» SELECTED PASSAGE:
Madre de Dios Island

Geography
- Coordinates: 50°06′10″S 75°14′38″W﻿ / ﻿50.10278°S 75.24389°W
- Adjacent to: Pacific Ocean
- Area: 1,043 km^{2} (403 sq mi)
- Coastline: 549.5 km (341.44 mi)

Administration
- Chile
- Region: Magallanes

Additional information
- NGA UFI=-891233

= Madre de Dios Island =

Island in Chile

Madre de Dios Island (Spanish: Isla Madre de Dios, /es/) is an uninhabited island in the Magallanes Region, Chile. It is located west of the Trinidad Channel and Concepción Channel. Madre de Dios Island is composed partly of limestone and has several natural caves. In one of those caves, called the "Cave of the Whales", skeletons of whales 2600 to 3500 years old have been discovered 10 to 30 meters above sea level. In another cave, named Cueva del Pacifico, rock art was discovered in 2006. Many other caves near the coast were used by the indigenous Kaweskar people for burial. One skull found dates back to 4500 years ago. Some caves were used as temporary camps. The island, along with 53 smaller nearby islands, was protected as a nature reserve (Bien Nacional Protegido) in 2007.

» MATERIAL PROVIDED:
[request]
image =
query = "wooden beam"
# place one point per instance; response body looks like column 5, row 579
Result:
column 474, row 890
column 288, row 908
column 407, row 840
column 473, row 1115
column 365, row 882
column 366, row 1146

» SET TASKS:
1. Translate this sentence from the Madre de Dios Island text into Spanish: "Some caves were used as temporary camps."
2. Rename "Kaweskar" to "Kawésqar" in the part of the Madre de Dios Island text that opens with the words containing "Madre de Dios Island (Spanish: Isla" and closes with "Protegido) in 2007.", and write out that part again.

» SOLUTIONS:
1. Algunas cuevas se usaron como campamentos temporales.

2.
Madre de Dios Island (Spanish: Isla Madre de Dios, /es/) is an uninhabited island in the Magallanes Region, Chile. It is located west of the Trinidad Channel and Concepción Channel. Madre de Dios Island is composed partly of limestone and has several natural caves. In one of those caves, called the "Cave of the Whales", skeletons of whales 2600 to 3500 years old have been discovered 10 to 30 meters above sea level. In another cave, named Cueva del Pacifico, rock art was discovered in 2006. Many other caves near the coast were used by the indigenous Kawésqar people for burial. One skull found dates back to 4500 years ago. Some caves were used as temporary camps. The island, along with 53 smaller nearby islands, was protected as a nature reserve (Bien Nacional Protegido) in 2007.